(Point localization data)

###

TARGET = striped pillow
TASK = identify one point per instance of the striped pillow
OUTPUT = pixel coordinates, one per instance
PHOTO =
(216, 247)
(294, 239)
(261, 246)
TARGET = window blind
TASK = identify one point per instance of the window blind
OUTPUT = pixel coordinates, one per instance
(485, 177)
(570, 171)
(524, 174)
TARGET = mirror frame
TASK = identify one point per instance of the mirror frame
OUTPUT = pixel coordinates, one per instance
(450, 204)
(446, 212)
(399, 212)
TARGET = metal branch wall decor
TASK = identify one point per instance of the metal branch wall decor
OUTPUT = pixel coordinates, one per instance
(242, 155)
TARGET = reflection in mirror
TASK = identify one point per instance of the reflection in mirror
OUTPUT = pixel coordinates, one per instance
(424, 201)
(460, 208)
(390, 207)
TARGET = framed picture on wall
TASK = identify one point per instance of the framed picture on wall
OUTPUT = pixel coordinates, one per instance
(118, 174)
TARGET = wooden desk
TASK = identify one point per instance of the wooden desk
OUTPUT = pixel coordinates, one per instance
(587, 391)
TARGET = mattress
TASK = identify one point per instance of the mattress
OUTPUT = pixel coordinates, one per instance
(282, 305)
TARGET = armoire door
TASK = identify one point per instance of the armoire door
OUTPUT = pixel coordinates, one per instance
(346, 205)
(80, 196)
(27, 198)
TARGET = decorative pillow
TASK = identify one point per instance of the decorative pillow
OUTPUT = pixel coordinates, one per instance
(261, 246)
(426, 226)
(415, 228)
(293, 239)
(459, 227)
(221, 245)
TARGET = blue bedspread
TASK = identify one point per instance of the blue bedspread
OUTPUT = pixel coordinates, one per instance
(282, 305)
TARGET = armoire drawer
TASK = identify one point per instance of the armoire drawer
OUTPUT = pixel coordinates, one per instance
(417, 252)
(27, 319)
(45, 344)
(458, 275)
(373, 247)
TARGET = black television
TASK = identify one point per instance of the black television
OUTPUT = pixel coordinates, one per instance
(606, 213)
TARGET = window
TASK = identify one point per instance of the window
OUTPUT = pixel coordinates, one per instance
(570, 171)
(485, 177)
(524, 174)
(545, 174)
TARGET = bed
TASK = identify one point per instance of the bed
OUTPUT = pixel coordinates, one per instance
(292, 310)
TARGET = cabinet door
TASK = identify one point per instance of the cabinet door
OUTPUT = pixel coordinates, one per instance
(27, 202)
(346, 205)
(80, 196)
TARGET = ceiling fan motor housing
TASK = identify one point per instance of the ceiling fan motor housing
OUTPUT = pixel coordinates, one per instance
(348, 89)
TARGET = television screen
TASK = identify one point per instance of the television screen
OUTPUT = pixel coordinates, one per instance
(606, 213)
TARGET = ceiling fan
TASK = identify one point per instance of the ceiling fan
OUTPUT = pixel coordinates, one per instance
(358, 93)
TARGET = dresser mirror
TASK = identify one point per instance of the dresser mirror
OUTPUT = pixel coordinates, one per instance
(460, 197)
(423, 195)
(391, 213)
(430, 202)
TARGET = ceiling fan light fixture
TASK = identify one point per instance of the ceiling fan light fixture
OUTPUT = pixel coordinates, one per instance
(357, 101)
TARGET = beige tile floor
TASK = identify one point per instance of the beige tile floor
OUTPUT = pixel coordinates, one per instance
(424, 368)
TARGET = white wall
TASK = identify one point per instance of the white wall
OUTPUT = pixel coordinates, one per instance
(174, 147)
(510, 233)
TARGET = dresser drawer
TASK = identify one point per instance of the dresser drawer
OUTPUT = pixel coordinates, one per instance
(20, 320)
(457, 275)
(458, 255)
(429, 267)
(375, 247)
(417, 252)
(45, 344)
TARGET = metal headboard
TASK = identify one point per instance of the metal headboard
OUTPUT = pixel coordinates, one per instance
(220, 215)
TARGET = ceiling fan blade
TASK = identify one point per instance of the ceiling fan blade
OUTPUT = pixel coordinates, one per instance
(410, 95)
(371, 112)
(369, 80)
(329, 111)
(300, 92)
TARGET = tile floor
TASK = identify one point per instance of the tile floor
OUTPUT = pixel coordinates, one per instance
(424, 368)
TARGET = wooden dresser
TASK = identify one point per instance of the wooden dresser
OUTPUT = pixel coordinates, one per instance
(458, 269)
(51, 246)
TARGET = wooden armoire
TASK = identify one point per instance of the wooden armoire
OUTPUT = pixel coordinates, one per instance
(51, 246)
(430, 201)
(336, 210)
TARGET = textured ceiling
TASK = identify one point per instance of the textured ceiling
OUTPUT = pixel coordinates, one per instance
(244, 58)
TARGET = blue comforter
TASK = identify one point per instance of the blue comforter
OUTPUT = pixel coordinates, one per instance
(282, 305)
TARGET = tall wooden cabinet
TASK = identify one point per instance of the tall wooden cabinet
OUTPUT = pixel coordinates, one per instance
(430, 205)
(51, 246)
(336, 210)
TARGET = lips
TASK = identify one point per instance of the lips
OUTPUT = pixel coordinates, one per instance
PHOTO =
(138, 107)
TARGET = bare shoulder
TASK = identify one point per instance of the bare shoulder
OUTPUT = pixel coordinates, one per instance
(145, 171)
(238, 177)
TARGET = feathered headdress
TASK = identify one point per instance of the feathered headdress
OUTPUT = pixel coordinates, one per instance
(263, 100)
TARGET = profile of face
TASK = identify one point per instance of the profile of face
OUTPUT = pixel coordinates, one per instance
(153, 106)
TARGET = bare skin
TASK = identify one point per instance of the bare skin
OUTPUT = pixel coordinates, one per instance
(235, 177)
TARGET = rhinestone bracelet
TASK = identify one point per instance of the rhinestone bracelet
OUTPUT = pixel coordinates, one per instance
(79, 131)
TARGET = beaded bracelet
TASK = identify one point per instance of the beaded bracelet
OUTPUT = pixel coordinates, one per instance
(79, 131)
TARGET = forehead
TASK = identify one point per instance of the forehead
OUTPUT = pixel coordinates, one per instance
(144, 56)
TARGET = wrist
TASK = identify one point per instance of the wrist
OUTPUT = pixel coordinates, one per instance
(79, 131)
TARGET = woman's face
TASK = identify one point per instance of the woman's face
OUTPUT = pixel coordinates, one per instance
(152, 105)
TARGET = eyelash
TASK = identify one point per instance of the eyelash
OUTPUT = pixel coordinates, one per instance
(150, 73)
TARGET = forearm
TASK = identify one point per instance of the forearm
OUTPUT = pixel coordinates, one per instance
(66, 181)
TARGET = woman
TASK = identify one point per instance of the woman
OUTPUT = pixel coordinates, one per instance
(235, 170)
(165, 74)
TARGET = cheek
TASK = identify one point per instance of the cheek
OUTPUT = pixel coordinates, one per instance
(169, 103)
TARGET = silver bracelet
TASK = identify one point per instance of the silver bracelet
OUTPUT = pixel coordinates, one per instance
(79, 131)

###

- _Task brief_: Copy each line above that has the word "rhinestone".

- _Solution_:
TARGET = rhinestone bracelet
TASK = identify one point per instance of the rhinestone bracelet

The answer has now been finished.